##### Supplied information #####
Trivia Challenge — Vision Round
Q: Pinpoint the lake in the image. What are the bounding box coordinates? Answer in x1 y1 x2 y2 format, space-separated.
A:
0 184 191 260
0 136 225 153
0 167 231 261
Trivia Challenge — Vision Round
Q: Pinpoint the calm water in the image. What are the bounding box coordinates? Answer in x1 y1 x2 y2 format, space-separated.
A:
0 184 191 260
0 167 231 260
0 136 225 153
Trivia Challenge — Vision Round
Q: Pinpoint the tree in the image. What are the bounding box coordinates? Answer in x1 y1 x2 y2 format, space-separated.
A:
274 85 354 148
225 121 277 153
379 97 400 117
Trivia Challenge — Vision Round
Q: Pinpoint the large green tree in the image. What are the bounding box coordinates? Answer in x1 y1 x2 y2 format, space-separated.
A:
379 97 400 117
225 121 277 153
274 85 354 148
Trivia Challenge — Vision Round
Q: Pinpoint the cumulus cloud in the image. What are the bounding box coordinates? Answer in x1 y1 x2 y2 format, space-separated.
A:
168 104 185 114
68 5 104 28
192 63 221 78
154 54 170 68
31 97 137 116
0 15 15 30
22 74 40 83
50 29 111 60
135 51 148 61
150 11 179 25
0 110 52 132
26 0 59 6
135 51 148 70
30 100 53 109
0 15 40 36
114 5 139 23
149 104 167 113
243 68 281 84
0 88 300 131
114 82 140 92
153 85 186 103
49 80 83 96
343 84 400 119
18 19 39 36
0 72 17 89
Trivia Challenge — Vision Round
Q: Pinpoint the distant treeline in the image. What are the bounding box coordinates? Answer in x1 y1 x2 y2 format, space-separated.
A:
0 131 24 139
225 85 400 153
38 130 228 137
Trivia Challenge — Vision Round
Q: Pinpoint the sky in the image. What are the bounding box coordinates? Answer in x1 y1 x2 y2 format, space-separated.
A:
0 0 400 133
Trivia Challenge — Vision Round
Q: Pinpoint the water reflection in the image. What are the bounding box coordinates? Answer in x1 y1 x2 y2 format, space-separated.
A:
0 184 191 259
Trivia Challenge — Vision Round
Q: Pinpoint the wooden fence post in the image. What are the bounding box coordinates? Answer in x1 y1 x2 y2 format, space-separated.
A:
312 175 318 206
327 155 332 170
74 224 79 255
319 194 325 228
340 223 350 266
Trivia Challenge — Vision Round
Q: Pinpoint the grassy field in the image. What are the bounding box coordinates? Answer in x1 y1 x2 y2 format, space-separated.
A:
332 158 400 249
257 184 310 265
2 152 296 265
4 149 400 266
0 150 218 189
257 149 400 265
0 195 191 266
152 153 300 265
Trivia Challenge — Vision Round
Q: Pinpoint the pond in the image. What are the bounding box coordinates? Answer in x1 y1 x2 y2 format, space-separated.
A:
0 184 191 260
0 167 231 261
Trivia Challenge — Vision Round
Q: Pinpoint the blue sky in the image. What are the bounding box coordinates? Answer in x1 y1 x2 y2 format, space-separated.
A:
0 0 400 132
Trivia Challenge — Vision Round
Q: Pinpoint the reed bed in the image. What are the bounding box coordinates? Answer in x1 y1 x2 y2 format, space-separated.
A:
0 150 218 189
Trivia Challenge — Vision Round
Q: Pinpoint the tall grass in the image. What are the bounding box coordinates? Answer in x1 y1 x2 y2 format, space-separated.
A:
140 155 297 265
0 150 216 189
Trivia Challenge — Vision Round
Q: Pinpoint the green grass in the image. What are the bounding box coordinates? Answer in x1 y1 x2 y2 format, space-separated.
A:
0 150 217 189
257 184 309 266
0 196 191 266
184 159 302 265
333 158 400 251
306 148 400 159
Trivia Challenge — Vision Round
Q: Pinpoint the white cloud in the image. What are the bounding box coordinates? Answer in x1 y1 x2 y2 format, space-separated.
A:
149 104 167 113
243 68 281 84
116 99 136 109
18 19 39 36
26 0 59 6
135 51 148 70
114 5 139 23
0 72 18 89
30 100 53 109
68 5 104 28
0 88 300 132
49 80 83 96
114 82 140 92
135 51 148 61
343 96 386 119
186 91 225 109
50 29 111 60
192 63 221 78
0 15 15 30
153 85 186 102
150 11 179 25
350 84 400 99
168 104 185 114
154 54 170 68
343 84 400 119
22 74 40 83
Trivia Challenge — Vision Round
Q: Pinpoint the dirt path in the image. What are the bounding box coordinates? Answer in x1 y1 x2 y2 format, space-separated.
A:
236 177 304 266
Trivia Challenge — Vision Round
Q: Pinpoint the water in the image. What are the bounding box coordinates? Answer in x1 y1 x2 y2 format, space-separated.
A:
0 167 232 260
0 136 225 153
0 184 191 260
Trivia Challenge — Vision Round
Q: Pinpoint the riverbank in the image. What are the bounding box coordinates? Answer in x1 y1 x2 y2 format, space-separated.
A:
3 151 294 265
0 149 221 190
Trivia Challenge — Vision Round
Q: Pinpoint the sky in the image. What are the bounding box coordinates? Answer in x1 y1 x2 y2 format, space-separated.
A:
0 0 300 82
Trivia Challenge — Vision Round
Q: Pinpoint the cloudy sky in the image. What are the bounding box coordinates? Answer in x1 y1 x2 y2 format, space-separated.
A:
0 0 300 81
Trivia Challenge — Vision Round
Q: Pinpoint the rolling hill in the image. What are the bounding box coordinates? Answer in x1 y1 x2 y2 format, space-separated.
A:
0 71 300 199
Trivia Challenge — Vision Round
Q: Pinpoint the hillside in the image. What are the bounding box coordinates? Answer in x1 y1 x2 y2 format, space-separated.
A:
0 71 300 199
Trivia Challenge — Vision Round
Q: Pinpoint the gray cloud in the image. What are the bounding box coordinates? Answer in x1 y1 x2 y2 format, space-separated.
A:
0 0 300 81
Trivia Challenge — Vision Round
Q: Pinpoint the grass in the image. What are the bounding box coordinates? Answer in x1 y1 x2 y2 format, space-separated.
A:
#####
Copy out, word for word, the part of the records that begins with their very first line and ends with the line containing "38 130 228 137", including both of those lines.

→ The result
Trivia Challenge — Vision Round
Q: Pinpoint the lake in the image. What are the bounding box coordinates? Answer in x1 y1 x2 y2 format, space-separated.
A:
0 184 191 260
0 136 225 153
0 167 231 261
Trivia Challenge — Vision Round
Q: Pinpoint the calm water in the image. What are the bounding box coordinates? Answer in x1 y1 x2 y2 format, space-separated.
A:
0 184 191 260
0 167 231 260
0 136 225 153
Trivia Challenge — Vision Round
Q: Pinpoint the tree in the image. What are the bounding box coordinates? Answer in x1 y1 x2 y2 format, space-separated.
A:
274 85 354 148
225 121 277 153
379 97 400 117
Trivia Challenge — Vision Round
Q: Pinpoint the large green tree in the image. What are the bounding box coordinates? Answer in x1 y1 x2 y2 format, space-separated.
A:
379 97 400 117
225 121 277 153
274 85 354 148
Trivia Challenge — Vision Round
Q: Pinpoint the cumulus cloud in the image. What are the bounding box coordinates? Answer in x1 y1 x2 y2 format, space-separated.
A:
168 104 185 114
68 5 104 28
192 63 221 78
154 54 170 68
31 97 137 116
0 15 15 30
22 74 40 83
50 29 111 60
135 51 148 61
150 11 179 25
0 110 52 132
26 0 59 6
135 51 148 70
30 100 53 109
0 15 40 36
114 5 139 23
149 104 167 113
243 68 281 84
0 88 300 131
114 82 140 92
153 85 186 103
49 80 83 96
343 84 400 119
18 19 39 36
0 72 17 89
Trivia Challenge — Vision Round
Q: Pinpoint the distant treeline in the image. What are the bounding box coordinates? Answer in x1 y1 x2 y2 format, space-separated.
A:
0 131 24 139
225 85 400 153
38 130 228 137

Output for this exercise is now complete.